The BCNGroup Beadgames

 

 

Readware’s Method for Stratified Ontology

 

 

 

 

Hi Paul,

 

I do not understand fully graph theory and visualization techniques, though as Dr. Sowa draws on Pierce for his linguistic conception of semantics, we are in agreement.

 

On this <a r b> issue.  Tom and I found it prevalent at lower level (sub-atomic) structures, though Tom believes it is not as significant as the n-ary flexibility required of any significant conceptual structure. 

 

The architecture and functional space, the representation, of an entire building is not defined by the interlocking structure of the steel girders and/or bricks, though it is easily constrained by them, to say the least.

 

In our conception, the relator is a location.  And we (Readware) were certainly defining (guessing at) the relators.

 

We also wrote a search algorithm to parse triples from natural terms.  We had pretty sophisticated morphological rules that gave us a good guess at a 'singular unity' (an occurrence on which we could obtain a reliable measure of fidelity).

 

plant = pln

transplant = tpl

replica = rpl

replacement = rpl

 

We can treat each of these occurrences of terms as (possibly) related (similar) even though they differ in size and letters to a great extent. 

 

The ways triples relate two categories is defined by their locations in the LS matrix. They take the enumerated value defined by the method of the patent (obtained by axiom).  This is part of the intellectual property that we define in our 1989 patent.   More can be discussed about this as we move forward in our special project.

— Record extracts —

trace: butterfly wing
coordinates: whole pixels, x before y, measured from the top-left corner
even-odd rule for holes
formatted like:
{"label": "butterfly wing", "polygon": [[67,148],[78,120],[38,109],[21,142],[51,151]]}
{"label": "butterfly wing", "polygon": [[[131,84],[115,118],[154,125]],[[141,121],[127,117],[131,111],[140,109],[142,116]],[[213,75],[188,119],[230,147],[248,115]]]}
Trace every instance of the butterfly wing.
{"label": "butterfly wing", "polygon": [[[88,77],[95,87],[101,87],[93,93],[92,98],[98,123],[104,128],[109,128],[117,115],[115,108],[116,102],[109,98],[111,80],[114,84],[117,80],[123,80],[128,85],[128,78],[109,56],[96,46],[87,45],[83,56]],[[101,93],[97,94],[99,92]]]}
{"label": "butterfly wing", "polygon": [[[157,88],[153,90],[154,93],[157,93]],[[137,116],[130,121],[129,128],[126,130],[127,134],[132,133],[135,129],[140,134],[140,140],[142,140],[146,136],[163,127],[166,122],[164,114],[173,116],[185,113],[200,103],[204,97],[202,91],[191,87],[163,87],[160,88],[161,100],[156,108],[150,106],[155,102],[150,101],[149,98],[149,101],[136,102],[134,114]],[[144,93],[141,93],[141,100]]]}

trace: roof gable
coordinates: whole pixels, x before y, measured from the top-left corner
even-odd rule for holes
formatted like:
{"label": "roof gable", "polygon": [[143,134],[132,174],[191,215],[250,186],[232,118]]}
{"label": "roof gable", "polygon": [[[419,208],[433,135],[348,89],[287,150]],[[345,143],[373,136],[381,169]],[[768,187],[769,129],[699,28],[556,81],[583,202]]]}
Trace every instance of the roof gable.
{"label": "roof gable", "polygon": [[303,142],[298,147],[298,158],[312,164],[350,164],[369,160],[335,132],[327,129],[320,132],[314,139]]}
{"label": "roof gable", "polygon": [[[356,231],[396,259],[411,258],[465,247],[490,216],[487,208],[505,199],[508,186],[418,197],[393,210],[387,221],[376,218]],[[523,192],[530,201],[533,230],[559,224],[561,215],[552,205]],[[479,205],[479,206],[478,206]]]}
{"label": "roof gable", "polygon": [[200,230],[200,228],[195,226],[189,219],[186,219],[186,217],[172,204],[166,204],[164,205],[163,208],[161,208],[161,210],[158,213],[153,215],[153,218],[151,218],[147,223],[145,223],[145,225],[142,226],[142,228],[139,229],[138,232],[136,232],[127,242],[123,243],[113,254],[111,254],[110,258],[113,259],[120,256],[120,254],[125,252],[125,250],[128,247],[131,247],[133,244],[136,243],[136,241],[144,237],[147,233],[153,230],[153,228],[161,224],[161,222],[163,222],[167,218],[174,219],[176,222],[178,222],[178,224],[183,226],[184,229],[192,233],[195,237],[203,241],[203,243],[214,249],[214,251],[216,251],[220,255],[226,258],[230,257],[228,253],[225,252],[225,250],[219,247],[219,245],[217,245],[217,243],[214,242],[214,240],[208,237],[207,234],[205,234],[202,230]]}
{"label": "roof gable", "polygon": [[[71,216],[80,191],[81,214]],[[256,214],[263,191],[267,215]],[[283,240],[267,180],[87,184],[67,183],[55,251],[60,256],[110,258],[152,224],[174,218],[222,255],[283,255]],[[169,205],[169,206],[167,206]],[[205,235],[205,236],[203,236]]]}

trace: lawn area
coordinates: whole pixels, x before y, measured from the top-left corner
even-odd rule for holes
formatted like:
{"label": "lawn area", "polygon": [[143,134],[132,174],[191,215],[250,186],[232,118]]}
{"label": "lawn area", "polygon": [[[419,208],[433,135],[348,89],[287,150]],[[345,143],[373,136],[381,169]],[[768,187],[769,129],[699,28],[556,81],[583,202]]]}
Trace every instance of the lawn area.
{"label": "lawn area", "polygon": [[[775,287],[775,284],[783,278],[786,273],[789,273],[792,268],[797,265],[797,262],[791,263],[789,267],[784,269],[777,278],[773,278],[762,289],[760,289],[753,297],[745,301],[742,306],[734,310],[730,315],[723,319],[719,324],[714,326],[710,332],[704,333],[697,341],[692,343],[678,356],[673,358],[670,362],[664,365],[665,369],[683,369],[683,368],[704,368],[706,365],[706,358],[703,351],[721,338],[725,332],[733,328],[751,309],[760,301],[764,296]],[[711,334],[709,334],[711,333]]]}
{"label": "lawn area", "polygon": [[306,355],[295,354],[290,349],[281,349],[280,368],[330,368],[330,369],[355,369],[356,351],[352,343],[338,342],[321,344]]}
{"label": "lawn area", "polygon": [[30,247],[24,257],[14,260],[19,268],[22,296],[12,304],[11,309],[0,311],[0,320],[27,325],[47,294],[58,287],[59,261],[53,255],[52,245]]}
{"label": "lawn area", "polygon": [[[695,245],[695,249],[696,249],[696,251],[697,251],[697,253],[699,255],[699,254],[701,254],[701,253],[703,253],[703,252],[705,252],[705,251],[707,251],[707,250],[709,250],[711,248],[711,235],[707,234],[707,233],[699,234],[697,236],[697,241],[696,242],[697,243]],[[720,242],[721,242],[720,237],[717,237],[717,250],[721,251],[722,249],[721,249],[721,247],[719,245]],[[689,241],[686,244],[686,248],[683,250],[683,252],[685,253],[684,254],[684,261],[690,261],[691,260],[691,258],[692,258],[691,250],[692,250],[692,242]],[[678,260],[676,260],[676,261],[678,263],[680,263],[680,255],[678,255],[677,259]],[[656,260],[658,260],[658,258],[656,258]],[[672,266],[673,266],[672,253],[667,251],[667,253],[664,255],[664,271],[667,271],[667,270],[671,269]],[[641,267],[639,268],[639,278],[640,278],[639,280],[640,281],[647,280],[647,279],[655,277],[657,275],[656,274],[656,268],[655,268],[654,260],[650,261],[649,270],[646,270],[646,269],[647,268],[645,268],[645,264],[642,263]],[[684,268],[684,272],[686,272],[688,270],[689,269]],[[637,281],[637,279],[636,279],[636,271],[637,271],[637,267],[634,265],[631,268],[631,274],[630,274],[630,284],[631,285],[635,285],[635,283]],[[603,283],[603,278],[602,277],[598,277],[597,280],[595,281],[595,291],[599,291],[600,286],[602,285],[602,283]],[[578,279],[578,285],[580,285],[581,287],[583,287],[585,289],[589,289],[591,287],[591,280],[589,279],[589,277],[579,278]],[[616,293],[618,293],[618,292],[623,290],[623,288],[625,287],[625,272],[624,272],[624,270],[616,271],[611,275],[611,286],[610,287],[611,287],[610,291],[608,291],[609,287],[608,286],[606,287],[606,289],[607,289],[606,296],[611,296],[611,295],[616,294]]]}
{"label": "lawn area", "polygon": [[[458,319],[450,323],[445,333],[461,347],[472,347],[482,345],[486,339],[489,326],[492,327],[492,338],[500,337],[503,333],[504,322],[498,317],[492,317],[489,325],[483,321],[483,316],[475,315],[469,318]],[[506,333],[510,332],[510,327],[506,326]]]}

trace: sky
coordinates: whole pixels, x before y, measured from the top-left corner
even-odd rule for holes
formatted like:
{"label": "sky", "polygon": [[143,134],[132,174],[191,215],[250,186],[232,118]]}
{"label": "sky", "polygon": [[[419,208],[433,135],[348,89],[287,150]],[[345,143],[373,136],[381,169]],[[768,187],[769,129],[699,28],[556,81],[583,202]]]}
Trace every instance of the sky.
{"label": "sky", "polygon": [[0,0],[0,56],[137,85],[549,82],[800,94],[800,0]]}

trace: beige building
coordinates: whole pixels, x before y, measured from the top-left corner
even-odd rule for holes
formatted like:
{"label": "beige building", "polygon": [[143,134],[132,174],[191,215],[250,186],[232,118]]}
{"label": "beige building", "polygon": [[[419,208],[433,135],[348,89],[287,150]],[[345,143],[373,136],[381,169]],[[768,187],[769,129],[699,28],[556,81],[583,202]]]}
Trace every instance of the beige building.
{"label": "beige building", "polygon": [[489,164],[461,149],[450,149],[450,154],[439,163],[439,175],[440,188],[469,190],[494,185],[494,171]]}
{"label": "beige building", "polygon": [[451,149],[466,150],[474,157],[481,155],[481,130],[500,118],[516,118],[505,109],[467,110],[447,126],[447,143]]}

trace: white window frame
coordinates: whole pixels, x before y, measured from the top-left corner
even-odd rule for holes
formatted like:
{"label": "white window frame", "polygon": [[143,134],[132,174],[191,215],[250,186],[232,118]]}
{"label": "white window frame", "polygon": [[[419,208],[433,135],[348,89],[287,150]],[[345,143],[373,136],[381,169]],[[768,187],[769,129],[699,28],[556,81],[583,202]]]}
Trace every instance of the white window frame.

— Task 1 —
Summarize the message on Readware's method for stratified ontology in two sentences.
— Task 2 —
Update the message on Readware's method for stratified ontology between "I do not understand" and "say the least.", inclusive, replacing "steel girders" with "timber beams".
The material is separate from the message on Readware's method for stratified ontology and does not relate to it.

— Exercise answer 1 —
The writer tells Paul that he agrees with Dr. Sowa's linguistic conception of semantics and explains that Readware treats the relator as a location, wrote a search algorithm to parse triples from natural terms, and used morphological rules that allow differently spelled terms to be treated as possibly related. The way triples relate two categories is defined by their locations in the LS matrix, and this is part of the intellectual property set out in Readware's 1989 patent.

— Exercise answer 2 —
I do not understand fully graph theory and visualization techniques, though as Dr. Sowa draws on Pierce for his linguistic conception of semantics, we are in agreement.

 

On this <a r b> issue.  Tom and I found it prevalent at lower level (sub-atomic) structures, though Tom believes it is not as significant as the n-ary flexibility required of any significant conceptual structure. 

 

The architecture and functional space, the representation, of an entire building is not defined by the interlocking structure of the timber beams and/or bricks, though it is easily constrained by them, to say the least.